---------- Provided data

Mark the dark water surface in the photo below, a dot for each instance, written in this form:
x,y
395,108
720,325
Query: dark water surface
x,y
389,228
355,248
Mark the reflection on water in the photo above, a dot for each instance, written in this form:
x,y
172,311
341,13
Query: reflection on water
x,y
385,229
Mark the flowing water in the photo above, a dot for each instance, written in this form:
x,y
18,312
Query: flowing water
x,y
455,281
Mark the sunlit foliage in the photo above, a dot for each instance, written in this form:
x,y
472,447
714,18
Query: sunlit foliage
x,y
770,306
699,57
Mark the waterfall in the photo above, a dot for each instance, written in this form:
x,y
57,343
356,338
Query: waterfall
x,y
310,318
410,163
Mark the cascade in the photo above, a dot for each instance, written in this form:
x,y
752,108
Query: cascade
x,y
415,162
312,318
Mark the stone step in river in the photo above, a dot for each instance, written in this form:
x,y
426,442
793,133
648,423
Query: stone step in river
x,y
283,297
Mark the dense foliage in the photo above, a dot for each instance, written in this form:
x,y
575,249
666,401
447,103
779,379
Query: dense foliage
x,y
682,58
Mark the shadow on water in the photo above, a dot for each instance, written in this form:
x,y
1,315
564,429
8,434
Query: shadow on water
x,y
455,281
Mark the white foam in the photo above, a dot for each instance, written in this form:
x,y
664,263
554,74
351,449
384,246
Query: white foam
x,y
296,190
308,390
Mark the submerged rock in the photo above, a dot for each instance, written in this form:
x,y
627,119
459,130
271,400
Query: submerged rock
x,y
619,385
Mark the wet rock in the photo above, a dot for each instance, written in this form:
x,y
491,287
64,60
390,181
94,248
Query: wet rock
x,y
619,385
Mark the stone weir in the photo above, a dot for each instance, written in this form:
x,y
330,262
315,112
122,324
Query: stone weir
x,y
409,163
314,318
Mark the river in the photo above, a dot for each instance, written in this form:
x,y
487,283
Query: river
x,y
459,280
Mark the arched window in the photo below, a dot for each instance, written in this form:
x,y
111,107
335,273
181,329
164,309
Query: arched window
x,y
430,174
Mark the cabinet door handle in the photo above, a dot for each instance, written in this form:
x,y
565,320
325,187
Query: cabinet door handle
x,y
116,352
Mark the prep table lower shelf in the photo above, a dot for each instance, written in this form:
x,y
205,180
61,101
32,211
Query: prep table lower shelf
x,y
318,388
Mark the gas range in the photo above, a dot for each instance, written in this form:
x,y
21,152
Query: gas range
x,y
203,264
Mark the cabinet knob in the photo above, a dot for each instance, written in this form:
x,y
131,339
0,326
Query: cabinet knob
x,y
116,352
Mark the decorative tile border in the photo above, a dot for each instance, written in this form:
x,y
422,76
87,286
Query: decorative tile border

--------------------

Written task: Reproduce all of the entries above line for line, leaving every character unchanged.

Reply to the exercise:
Mark the dark water surface in the photo below, a dot for each instance, written in this form:
x,y
395,108
720,325
Query: dark water surface
x,y
389,228
355,248
Mark the reflection on water in the photo above, a dot for each instance, written in this form:
x,y
172,311
341,13
Query: reflection on water
x,y
385,229
Mark the flowing water in the photo above, a dot for each instance, written in this form:
x,y
18,312
Query: flowing water
x,y
455,281
Mark the sunlit foliage in the photo above, a dot for each instance, written in this form:
x,y
472,447
714,18
Query: sunlit foliage
x,y
770,306
699,57
Mark the waterfall in the photo above, a dot for each instance, written in this form:
x,y
57,343
356,338
Query: waterfall
x,y
310,318
410,163
Mark the cascade in the photo above, a dot for each instance, written in this form:
x,y
752,108
Query: cascade
x,y
415,162
312,318
Mark the stone step in river in the photo above, a dot for each instance, written in this form:
x,y
426,442
793,133
648,423
Query: stone step in river
x,y
283,297
Mark the dense foliage in the photo above, a dot for each instance, written in this form:
x,y
575,249
666,401
447,103
779,379
Query: dense foliage
x,y
682,58
Mark the shadow on water in the photo above, a dot for each instance, written in this form:
x,y
1,315
564,429
8,434
Query: shadow on water
x,y
455,281
Mark the white foam in the photo above, a dot for each instance, written in this form:
x,y
664,263
554,74
351,449
384,246
Query: white foam
x,y
296,190
308,390
Mark the submerged rock in the photo above, a dot for each instance, written in this form:
x,y
627,119
459,130
271,400
Query: submerged rock
x,y
619,385
Mark the wet rock in the photo above, a dot for each instance, written in this form:
x,y
491,287
64,60
390,181
94,248
Query: wet rock
x,y
619,385
Mark the stone weir in the photo above, a dot for each instance, written in this form:
x,y
330,262
315,112
122,324
Query: stone weir
x,y
409,163
314,318
Mark the river in the photo above, a dot for each instance, written in this form:
x,y
487,283
Query: river
x,y
459,280
Mark the arched window in the photo below, a dot for each instance, written in this form:
x,y
111,107
335,273
181,329
164,309
Query: arched window
x,y
430,174
Mark the cabinet door handle in the photo above, a dot for each instance, written in this form:
x,y
565,320
325,187
Query: cabinet door handle
x,y
116,352
Mark the prep table lower shelf in the photo above, a dot for each instance, written in this form:
x,y
205,180
61,101
32,211
Query: prep table lower shelf
x,y
318,388
Mark the gas range in the photo above, a dot for each instance, written in this form:
x,y
21,152
Query: gas range
x,y
203,264
Mark the cabinet knob in the photo above, a dot for each instance, written in this form:
x,y
131,339
0,326
Query: cabinet knob
x,y
116,352
Mark the decorative tile border in the photo above, a dot for each instance, written in this form:
x,y
422,76
87,286
Query: decorative tile border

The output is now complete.